Task to complete - Please write out every line of the records below as a JSON list of strings, one string per line, with blank lines skipped and the pictures left out.
----- Stored data -----
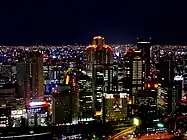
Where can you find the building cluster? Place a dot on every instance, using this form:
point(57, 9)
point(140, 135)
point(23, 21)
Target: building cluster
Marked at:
point(70, 84)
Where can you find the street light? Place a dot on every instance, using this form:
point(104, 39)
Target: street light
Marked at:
point(136, 122)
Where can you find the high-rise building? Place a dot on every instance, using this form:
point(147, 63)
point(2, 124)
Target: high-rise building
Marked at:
point(134, 75)
point(98, 52)
point(85, 96)
point(63, 106)
point(30, 77)
point(115, 106)
point(98, 60)
point(144, 45)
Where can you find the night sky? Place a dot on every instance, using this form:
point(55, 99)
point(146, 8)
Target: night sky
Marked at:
point(77, 21)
-----
Written solution -
[
  "Where can you find the building cluster? Place a dot on every instance, using this form:",
  "point(57, 9)",
  "point(140, 135)",
  "point(23, 21)",
  "Target: building cluster",
  "Marked at:",
  "point(70, 84)",
  "Where can you find the street light? Place a dot on every instance, using this form:",
  "point(104, 39)",
  "Target: street light",
  "Marked at:",
  "point(136, 122)",
  "Where can you find the high-rise building? Place a dot on every instance, using this form:",
  "point(147, 63)",
  "point(2, 124)",
  "Target: high-rise building",
  "Marked at:",
  "point(134, 75)",
  "point(98, 52)",
  "point(85, 96)",
  "point(63, 106)",
  "point(30, 77)",
  "point(115, 106)",
  "point(98, 60)",
  "point(144, 45)",
  "Where can you find the night sky? Place a dot on every instance, using this form:",
  "point(55, 99)",
  "point(146, 8)",
  "Target: night sky",
  "Marked at:",
  "point(77, 21)"
]